>> START Given passage
This year’s IWD comes hot on the heels of International Hound A Woman Week, with the (white, male) British media, like hysterical ferrets, pursuing (brown, female) Meghan Markle for wearing the wrong earrings, as they continue to studiously ignore (white, male) Prince Andrew. Despite Prince Andrew’s penchant for hanging out with a paedophile sex offender in a paedophile sex offender mansion. Repeatedly. But let’s takedown Meghan instead, chaps. For earrings. For ‘bullying’. For eating avocados as reported in the Daily Mail.

In the US, ‘male bumbler epidemic’ – a term originally coined by essayist Lili Loofbourow – is being used to describe the statement of New York governor Andrew Cuomo, currently accused by three women of unwanted sexual attention. That is, creepy and psychologically intrusive behaviour, enough to make one accuser resign from a job she loved, but not the full Weinstein.

Here’s how Governor Cuomo responded: “At work sometimes, I think I am being playful and I make jokes I think are funny.” He does this to “add some levity and banter to what is a very serious business.”

Columnist Suzanne Harrington.
Columnist Suzanne Harrington.

Ah yes, the I-was-just-kidding response. The deployment of words like playful, jokes, funny, banter. Ha, ha, ha. Hilarious, unless you are on the receiving end, in which case you clearly have no sense of humour, or are delusional and think your boss fancies you because he keeps asking you about your private life, your intimate relationships. (He doesn’t do this with your male colleagues). How can he have done anything wrong? He was just messing. Nobody got raped, FFS.
>> END Given passage
>> START Listed entries
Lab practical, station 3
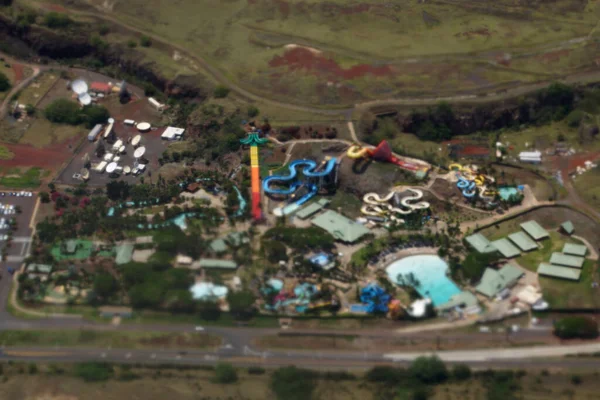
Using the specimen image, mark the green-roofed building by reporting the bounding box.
[508,232,538,251]
[63,239,78,254]
[115,243,134,265]
[563,243,587,257]
[25,264,52,275]
[465,233,498,253]
[560,221,575,236]
[296,199,330,219]
[198,258,237,270]
[492,239,521,258]
[538,263,581,281]
[521,221,550,240]
[311,210,371,243]
[550,253,585,268]
[475,264,524,298]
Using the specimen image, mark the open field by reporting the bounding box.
[0,363,597,400]
[28,0,597,107]
[18,71,60,106]
[0,330,220,349]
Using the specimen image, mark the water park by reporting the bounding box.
[346,140,430,177]
[361,188,430,224]
[262,157,338,216]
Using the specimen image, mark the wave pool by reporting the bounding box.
[190,282,228,300]
[386,255,461,307]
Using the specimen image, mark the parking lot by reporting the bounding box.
[0,191,37,262]
[56,121,169,187]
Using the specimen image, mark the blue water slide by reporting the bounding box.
[263,158,336,197]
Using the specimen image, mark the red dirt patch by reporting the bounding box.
[538,49,571,63]
[13,64,24,82]
[42,4,68,13]
[0,136,81,171]
[454,28,492,39]
[269,48,393,80]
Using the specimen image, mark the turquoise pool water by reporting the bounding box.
[386,255,461,306]
[498,187,519,201]
[190,282,228,300]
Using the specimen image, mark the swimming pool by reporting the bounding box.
[386,255,461,306]
[190,282,228,300]
[498,187,519,201]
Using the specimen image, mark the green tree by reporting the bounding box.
[554,316,598,339]
[409,356,448,385]
[247,105,260,118]
[213,85,229,99]
[44,99,81,125]
[140,35,152,47]
[269,367,317,400]
[94,272,119,300]
[227,290,256,320]
[81,105,110,129]
[0,72,10,92]
[215,363,238,384]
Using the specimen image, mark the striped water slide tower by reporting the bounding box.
[240,132,267,221]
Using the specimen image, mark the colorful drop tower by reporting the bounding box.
[240,132,268,221]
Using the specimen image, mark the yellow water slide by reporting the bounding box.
[346,144,369,158]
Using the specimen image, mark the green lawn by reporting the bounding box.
[0,167,43,189]
[0,330,221,349]
[515,232,581,272]
[540,260,600,308]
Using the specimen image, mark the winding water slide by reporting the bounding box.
[262,158,337,216]
[360,188,430,223]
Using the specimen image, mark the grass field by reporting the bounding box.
[0,362,597,400]
[0,167,43,189]
[573,168,600,210]
[0,330,221,349]
[0,146,15,160]
[27,0,597,107]
[18,71,60,106]
[19,117,86,148]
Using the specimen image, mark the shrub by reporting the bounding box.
[248,367,266,375]
[270,367,316,400]
[44,11,73,29]
[74,362,114,382]
[140,36,152,47]
[213,85,229,99]
[554,317,598,339]
[215,364,237,384]
[0,72,10,92]
[409,356,448,384]
[452,364,471,381]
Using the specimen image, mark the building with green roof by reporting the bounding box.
[550,253,585,268]
[115,243,134,265]
[538,263,581,281]
[465,233,498,253]
[521,221,550,241]
[563,243,587,257]
[198,258,238,270]
[560,221,575,235]
[296,199,331,219]
[475,264,525,298]
[311,210,371,243]
[508,232,538,251]
[25,264,52,275]
[492,239,521,258]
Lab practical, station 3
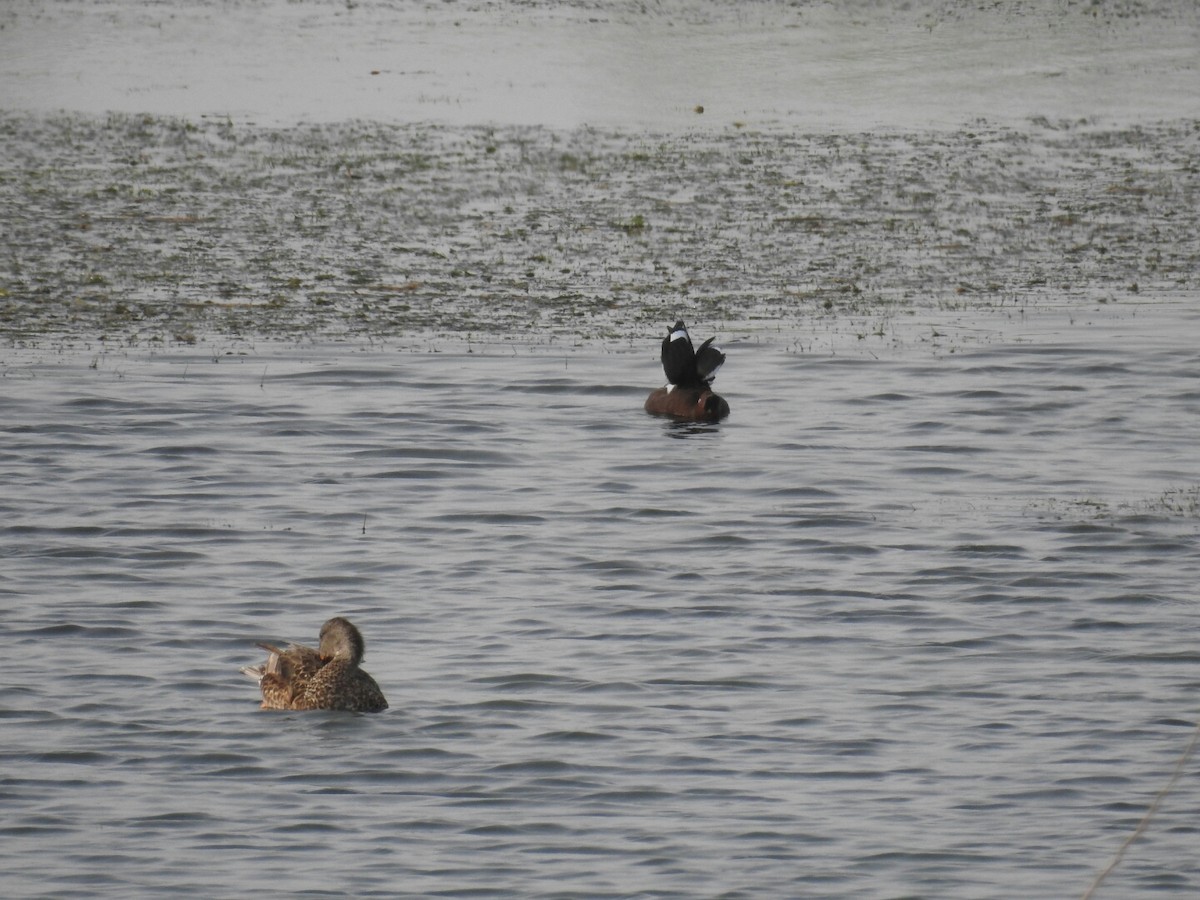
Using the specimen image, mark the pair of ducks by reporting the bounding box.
[241,320,730,713]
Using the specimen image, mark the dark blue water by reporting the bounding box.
[0,302,1200,898]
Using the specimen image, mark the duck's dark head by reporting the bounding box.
[698,391,730,422]
[318,616,366,666]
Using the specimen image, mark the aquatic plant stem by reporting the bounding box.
[1081,722,1200,900]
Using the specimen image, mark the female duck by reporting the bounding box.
[241,616,388,713]
[646,319,730,422]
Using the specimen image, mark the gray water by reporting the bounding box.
[0,0,1200,900]
[0,302,1200,898]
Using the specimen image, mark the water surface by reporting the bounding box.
[0,304,1200,898]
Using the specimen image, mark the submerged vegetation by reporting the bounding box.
[0,114,1200,343]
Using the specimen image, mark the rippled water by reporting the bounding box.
[0,304,1200,898]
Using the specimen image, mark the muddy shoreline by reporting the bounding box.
[0,113,1200,347]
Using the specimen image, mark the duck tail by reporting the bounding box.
[696,337,725,384]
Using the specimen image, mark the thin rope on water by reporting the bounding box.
[1080,722,1200,900]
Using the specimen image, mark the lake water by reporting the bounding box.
[7,304,1200,898]
[0,0,1200,900]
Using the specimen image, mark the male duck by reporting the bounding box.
[241,616,388,713]
[646,319,730,422]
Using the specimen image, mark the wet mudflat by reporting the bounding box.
[0,114,1200,344]
[0,0,1200,899]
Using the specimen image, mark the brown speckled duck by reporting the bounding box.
[241,616,388,713]
[646,319,730,422]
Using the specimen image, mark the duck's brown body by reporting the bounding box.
[646,319,730,422]
[646,385,730,422]
[241,617,388,713]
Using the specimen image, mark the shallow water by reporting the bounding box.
[0,0,1200,899]
[0,304,1200,898]
[7,0,1200,132]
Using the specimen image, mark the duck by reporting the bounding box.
[646,319,730,422]
[241,616,388,713]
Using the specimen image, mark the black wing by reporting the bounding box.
[662,319,696,384]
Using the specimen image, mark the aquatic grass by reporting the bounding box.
[0,113,1200,341]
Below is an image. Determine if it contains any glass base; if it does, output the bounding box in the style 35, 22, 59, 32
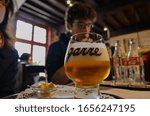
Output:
74, 87, 101, 99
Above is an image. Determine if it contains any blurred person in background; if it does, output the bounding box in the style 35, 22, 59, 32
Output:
0, 0, 18, 97
15, 53, 33, 93
46, 3, 97, 84
20, 53, 32, 65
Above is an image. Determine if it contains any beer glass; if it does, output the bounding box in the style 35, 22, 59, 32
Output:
64, 33, 110, 99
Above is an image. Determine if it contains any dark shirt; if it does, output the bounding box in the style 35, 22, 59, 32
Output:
0, 48, 18, 97
46, 33, 70, 82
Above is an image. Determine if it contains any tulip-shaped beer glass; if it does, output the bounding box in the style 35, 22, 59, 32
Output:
64, 33, 110, 99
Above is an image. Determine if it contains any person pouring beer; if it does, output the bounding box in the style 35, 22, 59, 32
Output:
46, 3, 97, 84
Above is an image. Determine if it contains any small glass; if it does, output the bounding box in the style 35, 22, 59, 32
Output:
140, 45, 150, 85
64, 33, 110, 99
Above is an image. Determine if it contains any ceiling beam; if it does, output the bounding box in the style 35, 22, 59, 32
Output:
111, 20, 150, 37
24, 3, 64, 23
19, 7, 58, 25
28, 0, 64, 20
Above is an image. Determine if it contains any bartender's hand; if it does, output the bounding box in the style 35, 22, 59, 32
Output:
52, 66, 70, 85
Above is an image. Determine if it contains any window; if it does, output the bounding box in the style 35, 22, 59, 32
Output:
15, 20, 48, 65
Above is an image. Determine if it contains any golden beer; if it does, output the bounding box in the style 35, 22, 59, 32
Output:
65, 60, 110, 87
64, 32, 110, 99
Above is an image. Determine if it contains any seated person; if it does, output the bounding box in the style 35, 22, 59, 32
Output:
0, 0, 18, 98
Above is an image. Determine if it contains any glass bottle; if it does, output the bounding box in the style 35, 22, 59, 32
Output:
113, 41, 126, 84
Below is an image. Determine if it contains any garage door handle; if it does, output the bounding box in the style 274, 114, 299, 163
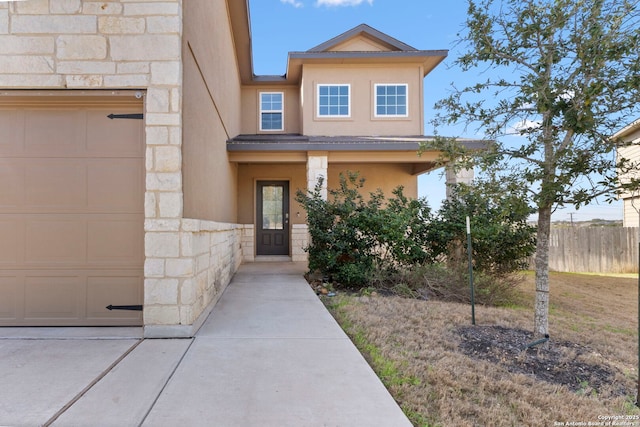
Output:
>> END Listed entries
■ **Task instructions**
(1) Retype everything in the IWD column from "This year’s IWD" down to "the full Weinstein.".
(2) According to the IWD column, who first coined the term "male bumbler epidemic"?
(3) Sum up the IWD column in two sentences.

■ **Answers for the tasks**
(1)
This year’s IWD comes hot on the heels of International Hound A Woman Week, with the (white, male) British media, like hysterical ferrets, pursuing (brown, female) Meghan Markle for wearing the wrong earrings, as they continue to studiously ignore (white, male) Prince Andrew. Despite Prince Andrew’s penchant for hanging out with a paedophile sex offender in a paedophile sex offender mansion. Repeatedly. But let’s takedown Meghan instead, chaps. For earrings. For ‘bullying’. For eating avocados as reported in the Daily Mail.

In the US, ‘male bumbler epidemic’ – a term originally coined by essayist Lili Loofbourow – is being used to describe the statement of New York governor Andrew Cuomo, currently accused by three women of unwanted sexual attention. That is, creepy and psychologically intrusive behaviour, enough to make one accuser resign from a job she loved, but not the full Weinstein.

(2) Essayist Lili Loofbourow.

(3) The British media chases Meghan Markle over her earrings, "bullying" and avocados while ignoring Prince Andrew's repeated time with a paedophile sex offender. New York governor Andrew Cuomo, accused by three women of unwanted sexual attention, called his behavior playful jokes and banter, and the column mocks that excuse.